— begin —

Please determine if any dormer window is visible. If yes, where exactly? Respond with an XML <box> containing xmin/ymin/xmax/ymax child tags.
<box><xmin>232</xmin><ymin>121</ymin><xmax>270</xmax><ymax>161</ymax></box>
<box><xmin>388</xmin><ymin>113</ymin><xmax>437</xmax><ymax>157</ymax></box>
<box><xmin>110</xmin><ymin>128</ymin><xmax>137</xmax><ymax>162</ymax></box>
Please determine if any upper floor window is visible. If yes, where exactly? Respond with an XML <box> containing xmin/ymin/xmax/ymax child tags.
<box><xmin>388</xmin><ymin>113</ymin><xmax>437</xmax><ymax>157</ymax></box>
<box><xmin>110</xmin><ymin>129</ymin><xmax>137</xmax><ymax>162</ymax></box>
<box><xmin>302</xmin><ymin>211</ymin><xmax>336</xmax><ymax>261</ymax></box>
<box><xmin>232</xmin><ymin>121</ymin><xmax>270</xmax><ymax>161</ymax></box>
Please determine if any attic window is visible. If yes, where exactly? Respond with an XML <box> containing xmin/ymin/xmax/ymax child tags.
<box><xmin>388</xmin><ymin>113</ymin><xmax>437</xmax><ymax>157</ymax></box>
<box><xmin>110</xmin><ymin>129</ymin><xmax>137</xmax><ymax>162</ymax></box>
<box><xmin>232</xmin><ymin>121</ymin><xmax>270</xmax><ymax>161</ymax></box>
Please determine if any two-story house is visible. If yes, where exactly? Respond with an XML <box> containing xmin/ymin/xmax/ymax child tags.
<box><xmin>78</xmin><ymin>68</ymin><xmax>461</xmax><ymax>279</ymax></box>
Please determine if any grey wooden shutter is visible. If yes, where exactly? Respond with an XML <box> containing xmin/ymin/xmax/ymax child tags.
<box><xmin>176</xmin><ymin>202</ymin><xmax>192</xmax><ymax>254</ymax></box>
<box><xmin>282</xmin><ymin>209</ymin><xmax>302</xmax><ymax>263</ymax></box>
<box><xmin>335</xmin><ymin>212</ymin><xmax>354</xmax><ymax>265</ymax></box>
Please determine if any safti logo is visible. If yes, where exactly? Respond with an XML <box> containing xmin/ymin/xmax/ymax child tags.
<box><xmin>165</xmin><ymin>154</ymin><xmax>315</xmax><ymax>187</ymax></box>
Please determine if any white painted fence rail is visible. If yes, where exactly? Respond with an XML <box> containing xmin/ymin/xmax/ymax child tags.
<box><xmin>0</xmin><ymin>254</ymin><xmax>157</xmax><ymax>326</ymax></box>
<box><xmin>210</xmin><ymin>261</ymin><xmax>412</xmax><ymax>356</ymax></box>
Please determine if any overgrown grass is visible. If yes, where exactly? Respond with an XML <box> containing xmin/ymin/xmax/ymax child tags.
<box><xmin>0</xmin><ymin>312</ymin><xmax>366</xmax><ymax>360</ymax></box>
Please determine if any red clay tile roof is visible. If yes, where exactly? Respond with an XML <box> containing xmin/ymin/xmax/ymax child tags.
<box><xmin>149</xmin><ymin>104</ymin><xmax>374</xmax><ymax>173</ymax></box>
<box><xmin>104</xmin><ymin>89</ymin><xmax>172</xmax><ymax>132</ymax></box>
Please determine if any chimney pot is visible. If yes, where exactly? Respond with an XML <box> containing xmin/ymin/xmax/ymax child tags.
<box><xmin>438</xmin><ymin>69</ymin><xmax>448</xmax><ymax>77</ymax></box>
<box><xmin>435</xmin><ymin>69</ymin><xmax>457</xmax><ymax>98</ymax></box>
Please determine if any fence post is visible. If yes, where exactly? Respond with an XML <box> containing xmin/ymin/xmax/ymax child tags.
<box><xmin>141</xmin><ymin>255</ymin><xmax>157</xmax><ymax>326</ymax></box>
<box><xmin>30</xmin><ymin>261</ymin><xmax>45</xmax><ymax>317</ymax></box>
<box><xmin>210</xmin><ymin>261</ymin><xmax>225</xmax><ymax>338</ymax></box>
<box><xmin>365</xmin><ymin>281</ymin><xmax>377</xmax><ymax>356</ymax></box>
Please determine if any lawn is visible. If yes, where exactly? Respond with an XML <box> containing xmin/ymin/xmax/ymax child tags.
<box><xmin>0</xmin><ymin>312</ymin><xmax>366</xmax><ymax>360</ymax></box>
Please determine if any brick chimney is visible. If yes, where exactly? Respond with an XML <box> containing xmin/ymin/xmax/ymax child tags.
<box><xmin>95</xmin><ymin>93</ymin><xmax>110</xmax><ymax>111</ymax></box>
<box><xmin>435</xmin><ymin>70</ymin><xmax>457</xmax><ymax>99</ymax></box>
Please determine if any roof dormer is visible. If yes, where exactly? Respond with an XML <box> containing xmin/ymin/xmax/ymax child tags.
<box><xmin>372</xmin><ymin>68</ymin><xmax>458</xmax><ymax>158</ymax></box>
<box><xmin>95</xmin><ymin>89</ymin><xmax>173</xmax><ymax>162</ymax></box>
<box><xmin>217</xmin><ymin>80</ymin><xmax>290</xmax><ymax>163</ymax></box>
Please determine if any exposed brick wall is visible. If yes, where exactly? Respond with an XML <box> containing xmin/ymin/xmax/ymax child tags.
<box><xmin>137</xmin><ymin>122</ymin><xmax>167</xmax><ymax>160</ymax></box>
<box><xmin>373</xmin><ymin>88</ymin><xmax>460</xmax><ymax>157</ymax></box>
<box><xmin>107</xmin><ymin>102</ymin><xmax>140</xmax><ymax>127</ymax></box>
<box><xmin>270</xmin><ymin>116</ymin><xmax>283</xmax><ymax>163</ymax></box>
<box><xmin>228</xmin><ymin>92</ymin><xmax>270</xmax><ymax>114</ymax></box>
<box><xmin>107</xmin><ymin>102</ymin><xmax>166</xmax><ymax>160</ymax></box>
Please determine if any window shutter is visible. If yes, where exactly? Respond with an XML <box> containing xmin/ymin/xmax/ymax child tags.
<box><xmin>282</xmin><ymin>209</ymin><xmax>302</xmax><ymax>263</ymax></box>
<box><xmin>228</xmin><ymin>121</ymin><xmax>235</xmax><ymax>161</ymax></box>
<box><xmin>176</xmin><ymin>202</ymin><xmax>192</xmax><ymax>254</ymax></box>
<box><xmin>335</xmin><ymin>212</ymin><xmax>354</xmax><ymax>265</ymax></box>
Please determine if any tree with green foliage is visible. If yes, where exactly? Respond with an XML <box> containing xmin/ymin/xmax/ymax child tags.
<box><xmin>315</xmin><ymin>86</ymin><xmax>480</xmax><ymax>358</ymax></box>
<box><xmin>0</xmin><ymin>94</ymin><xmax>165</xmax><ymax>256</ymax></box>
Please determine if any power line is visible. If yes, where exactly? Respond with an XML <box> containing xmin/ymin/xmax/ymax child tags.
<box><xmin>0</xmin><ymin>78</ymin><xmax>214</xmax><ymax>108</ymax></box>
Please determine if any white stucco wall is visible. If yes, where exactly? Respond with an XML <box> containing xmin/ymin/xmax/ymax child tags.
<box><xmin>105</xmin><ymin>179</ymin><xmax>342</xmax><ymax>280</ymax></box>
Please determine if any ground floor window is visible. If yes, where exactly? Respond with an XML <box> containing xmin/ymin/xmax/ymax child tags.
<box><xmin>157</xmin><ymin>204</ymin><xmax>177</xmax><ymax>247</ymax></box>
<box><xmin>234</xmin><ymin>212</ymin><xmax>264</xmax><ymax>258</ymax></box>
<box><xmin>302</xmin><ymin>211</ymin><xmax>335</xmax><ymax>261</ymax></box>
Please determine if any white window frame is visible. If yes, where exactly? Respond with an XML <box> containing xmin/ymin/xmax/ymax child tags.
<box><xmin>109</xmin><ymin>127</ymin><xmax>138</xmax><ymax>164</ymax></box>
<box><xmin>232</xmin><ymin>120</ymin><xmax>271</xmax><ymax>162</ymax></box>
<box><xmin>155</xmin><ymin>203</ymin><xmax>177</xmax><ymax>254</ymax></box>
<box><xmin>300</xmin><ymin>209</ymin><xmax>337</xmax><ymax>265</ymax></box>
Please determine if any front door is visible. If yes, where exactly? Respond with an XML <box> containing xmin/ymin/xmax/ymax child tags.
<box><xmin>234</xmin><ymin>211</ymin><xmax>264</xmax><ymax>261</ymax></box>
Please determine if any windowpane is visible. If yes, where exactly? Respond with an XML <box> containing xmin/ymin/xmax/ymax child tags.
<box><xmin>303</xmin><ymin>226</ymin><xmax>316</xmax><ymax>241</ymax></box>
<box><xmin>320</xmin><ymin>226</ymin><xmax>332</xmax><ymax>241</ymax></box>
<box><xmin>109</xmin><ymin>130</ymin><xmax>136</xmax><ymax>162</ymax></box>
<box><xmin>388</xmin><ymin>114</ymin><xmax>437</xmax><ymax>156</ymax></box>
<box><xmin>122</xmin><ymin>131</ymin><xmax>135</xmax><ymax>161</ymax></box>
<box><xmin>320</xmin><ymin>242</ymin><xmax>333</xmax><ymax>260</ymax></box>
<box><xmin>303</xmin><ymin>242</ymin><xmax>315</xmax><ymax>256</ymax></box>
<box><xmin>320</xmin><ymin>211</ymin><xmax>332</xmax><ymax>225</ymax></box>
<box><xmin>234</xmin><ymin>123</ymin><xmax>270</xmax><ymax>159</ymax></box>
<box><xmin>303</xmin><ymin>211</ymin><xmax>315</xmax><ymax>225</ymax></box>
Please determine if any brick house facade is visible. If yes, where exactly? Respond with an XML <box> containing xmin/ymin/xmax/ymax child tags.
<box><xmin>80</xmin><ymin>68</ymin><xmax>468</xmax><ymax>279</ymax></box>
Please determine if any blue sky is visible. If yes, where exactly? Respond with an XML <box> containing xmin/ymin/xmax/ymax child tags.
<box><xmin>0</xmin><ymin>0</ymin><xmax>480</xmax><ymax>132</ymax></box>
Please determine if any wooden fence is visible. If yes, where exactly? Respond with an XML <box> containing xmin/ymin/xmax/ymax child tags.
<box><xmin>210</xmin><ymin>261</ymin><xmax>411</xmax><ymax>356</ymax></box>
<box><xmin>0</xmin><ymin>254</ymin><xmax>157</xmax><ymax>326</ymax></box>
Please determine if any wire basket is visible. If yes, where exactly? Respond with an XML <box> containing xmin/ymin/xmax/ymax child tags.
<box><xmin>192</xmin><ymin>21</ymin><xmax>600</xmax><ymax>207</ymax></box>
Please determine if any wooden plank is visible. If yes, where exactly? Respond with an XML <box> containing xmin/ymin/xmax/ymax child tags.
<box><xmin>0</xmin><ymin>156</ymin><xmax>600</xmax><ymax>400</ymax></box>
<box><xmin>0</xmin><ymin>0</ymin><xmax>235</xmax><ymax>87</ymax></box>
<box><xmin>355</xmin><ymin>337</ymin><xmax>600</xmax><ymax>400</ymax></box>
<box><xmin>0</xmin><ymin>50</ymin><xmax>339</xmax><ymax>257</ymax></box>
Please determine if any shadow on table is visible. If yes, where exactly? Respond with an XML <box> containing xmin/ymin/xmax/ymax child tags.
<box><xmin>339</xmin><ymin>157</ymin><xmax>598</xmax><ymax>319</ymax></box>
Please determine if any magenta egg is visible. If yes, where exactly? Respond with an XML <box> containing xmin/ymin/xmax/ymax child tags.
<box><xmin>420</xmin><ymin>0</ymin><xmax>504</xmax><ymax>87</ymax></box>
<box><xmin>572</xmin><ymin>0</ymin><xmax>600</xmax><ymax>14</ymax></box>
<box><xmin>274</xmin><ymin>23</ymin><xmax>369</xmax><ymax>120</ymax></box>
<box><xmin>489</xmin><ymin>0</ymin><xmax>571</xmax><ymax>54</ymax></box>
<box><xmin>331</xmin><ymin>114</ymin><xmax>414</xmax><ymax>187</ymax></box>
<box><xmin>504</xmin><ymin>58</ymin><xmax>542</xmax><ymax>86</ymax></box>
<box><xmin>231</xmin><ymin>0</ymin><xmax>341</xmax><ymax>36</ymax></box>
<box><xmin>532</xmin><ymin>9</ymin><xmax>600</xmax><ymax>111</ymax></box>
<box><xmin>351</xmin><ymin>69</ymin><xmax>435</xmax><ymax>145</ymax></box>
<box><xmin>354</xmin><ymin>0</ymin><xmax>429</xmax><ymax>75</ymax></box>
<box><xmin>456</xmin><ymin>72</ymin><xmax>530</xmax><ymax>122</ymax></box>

— end —

• **PROBLEM STATEMENT**
Display each line of the listing above that contains the word "dormer".

• **THE RESULT**
Please determine if any dormer window is visible. If yes, where exactly? Respond with an XML <box> containing xmin/ymin/xmax/ymax child tags.
Please determine if any roof dormer is visible. If yes, where exactly? Respond with an XML <box> containing xmin/ymin/xmax/ymax child tags.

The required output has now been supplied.